Wenn man sich mit den Heften beschäftigte, kam man zu dem Schluss: 1948 wurde der jüdische Staat gegründet und gleichzeitig 750 000 nichts ahnende Araber vertrieben und ihre von Olivenbäumen blühenden Dörfer zerstört. Ein Bild von Israel als Unrechts- und Willkürstaat wurde vermittelt. Dazu stelle ich mir die Frauen vor, die am Weltgebetstag teilnehmen. Ich kenne Frauen jener Art. Sie meinen es gut, sind aktiv und hören gern wohlklingende Worte. Geschichtlich sind sie nicht allzu sehr bewandert. Dazu sind sie sehr geneigt, das zu glauben, was „die da oben“, in diesem Fall also das Gebetstagskomitee ihnen vorgibt.

##############################

▸ **Aufgabenstellung**:
Geben Sie aus dem Text über die Weltgebetstagshefte den Abschnitt von „Wenn man sich“ bis „Gebetstagskomitee ihnen vorgibt.“ wortgetreu wieder. Die nachstehende Auflistung wird zur Bearbeitung nicht benötigt.

▸ **Bereitgestellte Angaben**:
##############################

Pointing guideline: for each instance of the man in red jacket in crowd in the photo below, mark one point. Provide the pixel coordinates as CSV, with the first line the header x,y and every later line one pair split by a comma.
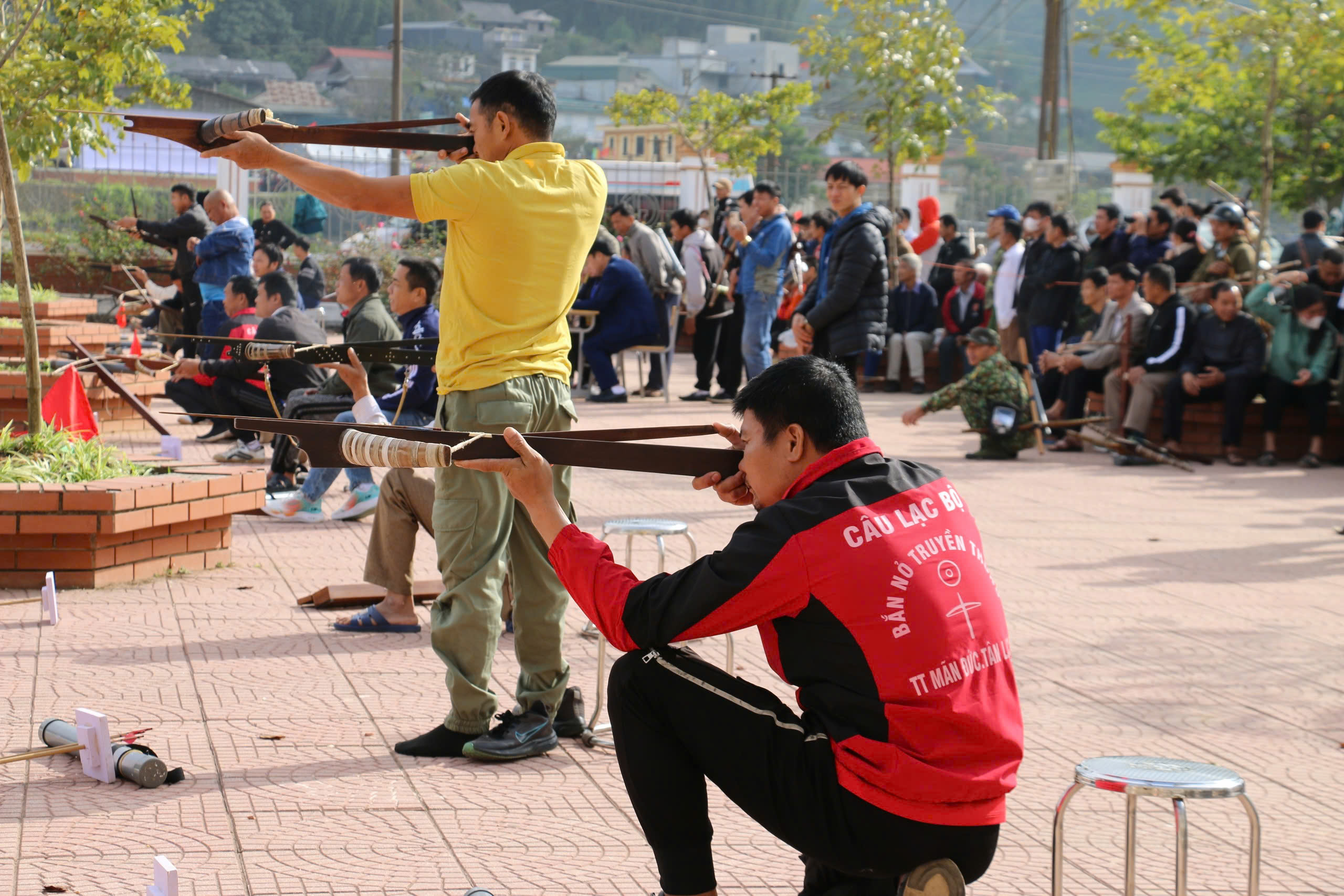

##############################

▸ **Musterlösung**:
Wenn man sich mit den Heften beschäftigte, kam man zu dem Schluss: 1948 wurde der jüdische Staat gegründet und gleichzeitig 750 000 nichts ahnende Araber vertrieben und ihre von Olivenbäumen blühenden Dörfer zerstört. Ein Bild von Israel als Unrechts- und Willkürstaat wurde vermittelt. Dazu stelle ich mir die Frauen vor, die am Weltgebetstag teilnehmen. Ich kenne Frauen jener Art. Sie meinen es gut, sind aktiv und hören gern wohlklingende Worte. Geschichtlich sind sie nicht allzu sehr bewandert. Dazu sind sie sehr geneigt, das zu glauben, was „die da oben“, in diesem Fall also das Gebetstagskomitee ihnen vorgibt.